▸ Assignment
Would you return, word for word, the lines of the data below from the line with "pixel 84 68" through the line with "pixel 218 2", and no others?

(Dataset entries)
*-*-*

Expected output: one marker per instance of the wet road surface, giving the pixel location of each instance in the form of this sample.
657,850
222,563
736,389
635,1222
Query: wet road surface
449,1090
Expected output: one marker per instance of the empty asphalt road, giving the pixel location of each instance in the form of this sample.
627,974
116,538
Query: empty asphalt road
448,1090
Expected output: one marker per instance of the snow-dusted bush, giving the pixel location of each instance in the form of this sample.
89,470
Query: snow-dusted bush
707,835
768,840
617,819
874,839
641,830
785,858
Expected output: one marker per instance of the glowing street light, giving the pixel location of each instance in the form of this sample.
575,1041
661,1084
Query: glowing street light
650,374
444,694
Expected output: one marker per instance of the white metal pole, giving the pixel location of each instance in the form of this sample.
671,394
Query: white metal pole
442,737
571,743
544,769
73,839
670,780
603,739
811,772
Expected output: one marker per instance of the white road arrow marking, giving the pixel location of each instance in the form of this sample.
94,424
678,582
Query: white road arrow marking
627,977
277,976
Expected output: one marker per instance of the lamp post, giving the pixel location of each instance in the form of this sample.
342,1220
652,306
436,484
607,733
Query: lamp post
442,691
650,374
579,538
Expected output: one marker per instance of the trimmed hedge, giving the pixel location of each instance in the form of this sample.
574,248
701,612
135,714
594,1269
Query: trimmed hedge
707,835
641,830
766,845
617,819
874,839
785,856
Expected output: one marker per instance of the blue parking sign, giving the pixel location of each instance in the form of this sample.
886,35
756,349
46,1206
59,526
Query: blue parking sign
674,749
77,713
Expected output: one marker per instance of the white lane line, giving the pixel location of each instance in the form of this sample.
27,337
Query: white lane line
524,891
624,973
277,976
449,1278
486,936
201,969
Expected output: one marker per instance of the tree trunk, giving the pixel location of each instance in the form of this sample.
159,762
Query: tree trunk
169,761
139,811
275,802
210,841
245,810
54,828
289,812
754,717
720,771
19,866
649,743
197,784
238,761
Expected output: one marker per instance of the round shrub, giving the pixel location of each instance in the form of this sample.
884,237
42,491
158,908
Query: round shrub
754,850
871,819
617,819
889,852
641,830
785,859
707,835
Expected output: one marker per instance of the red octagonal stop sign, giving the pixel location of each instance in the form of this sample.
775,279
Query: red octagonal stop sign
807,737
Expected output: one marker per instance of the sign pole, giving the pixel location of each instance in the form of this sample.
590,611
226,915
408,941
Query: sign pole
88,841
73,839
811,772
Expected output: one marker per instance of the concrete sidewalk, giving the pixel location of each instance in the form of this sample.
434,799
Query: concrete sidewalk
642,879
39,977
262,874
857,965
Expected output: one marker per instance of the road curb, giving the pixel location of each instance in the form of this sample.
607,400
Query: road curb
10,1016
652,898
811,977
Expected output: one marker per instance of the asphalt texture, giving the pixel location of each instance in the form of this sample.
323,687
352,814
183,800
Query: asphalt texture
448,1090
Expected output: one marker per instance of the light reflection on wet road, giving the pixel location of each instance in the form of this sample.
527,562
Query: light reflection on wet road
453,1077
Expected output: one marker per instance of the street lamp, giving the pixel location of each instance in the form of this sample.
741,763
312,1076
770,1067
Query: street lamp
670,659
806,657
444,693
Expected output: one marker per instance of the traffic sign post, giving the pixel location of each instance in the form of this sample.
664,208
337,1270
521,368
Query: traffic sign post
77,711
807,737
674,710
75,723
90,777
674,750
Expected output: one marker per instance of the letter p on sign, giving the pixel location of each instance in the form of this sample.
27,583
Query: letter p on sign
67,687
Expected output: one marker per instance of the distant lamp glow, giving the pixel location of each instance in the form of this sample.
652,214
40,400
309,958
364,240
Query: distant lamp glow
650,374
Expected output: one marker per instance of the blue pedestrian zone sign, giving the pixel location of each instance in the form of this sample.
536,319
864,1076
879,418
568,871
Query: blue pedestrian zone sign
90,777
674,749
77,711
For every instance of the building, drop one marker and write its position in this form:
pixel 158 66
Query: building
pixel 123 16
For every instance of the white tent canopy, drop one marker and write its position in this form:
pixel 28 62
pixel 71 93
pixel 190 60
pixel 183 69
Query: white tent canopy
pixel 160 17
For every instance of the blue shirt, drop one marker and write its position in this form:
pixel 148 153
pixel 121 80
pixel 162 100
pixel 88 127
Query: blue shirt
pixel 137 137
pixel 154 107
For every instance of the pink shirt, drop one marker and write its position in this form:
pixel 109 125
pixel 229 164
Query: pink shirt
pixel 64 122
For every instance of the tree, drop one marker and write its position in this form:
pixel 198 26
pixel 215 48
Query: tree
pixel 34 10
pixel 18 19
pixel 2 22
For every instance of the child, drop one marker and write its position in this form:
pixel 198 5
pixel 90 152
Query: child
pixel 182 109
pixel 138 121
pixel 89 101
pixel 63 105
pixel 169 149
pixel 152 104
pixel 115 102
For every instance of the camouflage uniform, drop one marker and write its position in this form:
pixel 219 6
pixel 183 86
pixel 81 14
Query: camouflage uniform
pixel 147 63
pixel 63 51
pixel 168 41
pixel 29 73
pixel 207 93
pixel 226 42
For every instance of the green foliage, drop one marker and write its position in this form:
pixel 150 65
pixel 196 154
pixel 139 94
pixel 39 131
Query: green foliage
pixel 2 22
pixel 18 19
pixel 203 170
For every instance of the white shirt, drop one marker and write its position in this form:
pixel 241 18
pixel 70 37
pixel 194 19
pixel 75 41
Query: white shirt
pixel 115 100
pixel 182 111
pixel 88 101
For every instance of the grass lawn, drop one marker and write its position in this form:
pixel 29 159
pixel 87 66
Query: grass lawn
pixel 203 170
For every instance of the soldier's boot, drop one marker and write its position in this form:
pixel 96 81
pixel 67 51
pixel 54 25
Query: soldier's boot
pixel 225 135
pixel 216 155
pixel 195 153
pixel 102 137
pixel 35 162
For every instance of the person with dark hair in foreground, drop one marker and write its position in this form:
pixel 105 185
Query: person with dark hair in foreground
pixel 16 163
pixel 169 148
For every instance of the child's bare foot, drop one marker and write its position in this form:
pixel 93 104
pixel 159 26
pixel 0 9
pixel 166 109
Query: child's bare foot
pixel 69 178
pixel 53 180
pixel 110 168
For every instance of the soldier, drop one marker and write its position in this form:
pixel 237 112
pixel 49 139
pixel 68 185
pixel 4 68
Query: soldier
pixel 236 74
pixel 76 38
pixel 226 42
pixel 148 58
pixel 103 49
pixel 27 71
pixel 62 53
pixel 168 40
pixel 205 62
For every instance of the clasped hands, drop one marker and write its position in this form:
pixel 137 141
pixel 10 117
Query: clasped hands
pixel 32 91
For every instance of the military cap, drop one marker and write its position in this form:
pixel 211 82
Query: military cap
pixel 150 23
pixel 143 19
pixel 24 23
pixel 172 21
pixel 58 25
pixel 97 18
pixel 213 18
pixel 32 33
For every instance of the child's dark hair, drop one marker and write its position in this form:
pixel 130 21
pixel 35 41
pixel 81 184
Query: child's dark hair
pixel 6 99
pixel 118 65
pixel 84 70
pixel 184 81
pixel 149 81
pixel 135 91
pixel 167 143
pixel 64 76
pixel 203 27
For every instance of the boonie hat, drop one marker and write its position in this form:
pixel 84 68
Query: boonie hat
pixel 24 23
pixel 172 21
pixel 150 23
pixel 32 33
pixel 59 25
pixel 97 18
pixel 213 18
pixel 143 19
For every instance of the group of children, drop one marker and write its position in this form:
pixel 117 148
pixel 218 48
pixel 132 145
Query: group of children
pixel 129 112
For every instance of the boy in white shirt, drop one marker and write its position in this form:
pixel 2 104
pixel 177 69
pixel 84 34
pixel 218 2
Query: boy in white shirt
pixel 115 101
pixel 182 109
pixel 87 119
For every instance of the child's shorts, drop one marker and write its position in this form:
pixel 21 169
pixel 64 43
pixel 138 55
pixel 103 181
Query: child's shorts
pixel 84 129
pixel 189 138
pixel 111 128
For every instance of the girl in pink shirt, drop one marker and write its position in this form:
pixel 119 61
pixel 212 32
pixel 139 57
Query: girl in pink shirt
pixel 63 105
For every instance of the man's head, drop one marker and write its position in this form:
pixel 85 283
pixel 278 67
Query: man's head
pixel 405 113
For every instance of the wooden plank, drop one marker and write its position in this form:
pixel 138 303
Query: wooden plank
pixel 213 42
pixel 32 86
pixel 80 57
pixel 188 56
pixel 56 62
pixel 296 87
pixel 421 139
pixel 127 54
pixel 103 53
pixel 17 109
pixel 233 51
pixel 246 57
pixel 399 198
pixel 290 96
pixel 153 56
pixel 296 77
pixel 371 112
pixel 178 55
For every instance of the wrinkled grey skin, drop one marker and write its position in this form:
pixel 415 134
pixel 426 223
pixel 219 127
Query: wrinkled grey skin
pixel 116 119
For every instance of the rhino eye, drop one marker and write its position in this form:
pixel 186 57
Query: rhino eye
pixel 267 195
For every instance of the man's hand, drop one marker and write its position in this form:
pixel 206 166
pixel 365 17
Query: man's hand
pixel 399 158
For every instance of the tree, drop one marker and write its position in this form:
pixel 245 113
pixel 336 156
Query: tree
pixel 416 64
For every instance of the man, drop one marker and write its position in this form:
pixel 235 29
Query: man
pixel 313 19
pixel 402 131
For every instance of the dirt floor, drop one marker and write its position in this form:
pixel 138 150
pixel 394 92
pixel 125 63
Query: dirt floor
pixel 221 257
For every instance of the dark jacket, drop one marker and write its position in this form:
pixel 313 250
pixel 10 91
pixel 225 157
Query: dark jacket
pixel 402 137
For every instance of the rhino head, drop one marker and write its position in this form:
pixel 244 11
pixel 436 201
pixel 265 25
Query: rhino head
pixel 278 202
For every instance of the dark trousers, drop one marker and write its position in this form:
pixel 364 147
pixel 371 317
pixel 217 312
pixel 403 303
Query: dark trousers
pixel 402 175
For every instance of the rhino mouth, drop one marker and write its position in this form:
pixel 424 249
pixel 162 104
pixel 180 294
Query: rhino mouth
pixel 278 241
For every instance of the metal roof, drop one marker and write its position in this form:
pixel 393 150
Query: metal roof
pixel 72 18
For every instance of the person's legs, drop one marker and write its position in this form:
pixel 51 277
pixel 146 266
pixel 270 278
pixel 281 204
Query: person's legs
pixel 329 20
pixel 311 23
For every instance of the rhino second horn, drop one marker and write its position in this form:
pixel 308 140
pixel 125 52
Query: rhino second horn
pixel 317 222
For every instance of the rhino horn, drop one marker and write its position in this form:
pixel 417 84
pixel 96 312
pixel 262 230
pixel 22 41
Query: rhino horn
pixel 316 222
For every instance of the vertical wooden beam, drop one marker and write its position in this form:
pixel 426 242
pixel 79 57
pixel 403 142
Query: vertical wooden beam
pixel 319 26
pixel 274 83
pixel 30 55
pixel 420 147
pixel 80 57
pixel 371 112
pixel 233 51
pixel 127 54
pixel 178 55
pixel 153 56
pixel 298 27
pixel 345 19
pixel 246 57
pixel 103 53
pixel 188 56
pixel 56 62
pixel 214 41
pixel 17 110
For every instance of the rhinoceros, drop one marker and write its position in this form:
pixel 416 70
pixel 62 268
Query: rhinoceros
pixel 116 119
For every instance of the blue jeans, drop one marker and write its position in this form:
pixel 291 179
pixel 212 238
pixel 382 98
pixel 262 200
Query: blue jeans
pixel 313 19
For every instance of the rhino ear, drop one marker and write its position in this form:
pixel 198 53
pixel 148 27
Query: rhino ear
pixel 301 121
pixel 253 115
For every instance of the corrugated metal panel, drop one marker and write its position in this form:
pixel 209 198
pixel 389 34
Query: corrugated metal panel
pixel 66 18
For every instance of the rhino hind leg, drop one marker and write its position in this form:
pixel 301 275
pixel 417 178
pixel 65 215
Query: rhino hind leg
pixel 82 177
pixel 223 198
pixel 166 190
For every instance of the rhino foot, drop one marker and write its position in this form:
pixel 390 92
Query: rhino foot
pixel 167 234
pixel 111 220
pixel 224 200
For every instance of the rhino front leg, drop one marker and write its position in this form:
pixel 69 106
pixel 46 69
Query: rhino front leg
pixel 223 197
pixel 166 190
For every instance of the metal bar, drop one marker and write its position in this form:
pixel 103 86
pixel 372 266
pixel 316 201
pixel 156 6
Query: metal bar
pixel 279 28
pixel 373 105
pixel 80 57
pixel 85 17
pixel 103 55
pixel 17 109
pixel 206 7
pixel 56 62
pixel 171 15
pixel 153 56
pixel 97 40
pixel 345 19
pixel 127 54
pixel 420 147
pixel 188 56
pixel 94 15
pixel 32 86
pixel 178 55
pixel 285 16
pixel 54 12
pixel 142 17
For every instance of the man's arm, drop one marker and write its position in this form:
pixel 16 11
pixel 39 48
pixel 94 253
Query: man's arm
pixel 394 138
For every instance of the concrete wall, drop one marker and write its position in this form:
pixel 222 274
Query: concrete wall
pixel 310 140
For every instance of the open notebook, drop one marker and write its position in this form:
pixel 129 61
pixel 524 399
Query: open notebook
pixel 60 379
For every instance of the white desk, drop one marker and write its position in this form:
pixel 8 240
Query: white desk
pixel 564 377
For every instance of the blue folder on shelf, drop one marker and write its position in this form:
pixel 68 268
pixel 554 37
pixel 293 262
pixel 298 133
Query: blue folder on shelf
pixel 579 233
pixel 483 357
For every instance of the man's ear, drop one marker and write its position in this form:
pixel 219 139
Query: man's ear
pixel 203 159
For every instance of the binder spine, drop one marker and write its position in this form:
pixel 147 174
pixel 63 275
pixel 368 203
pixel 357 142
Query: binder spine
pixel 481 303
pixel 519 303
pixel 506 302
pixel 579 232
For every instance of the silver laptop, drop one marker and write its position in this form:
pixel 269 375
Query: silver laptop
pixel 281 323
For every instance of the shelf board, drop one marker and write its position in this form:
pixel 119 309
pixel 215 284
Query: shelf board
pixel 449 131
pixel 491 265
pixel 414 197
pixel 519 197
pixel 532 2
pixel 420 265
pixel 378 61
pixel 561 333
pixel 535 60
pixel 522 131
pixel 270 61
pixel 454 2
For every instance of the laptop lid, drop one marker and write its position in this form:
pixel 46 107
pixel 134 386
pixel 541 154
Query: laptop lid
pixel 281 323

*-*-*

▸ Exercise result
pixel 84 68
Query: boonie hat
pixel 24 23
pixel 172 21
pixel 150 23
pixel 32 33
pixel 59 25
pixel 97 18
pixel 213 18
pixel 143 19
For every instance of the group of children, drop one marker and write its position in this form:
pixel 117 148
pixel 218 48
pixel 132 145
Query: group of children
pixel 129 112
For every instance of the boy in white shirt, drop one marker and write its position in this form:
pixel 2 104
pixel 177 69
pixel 84 34
pixel 218 2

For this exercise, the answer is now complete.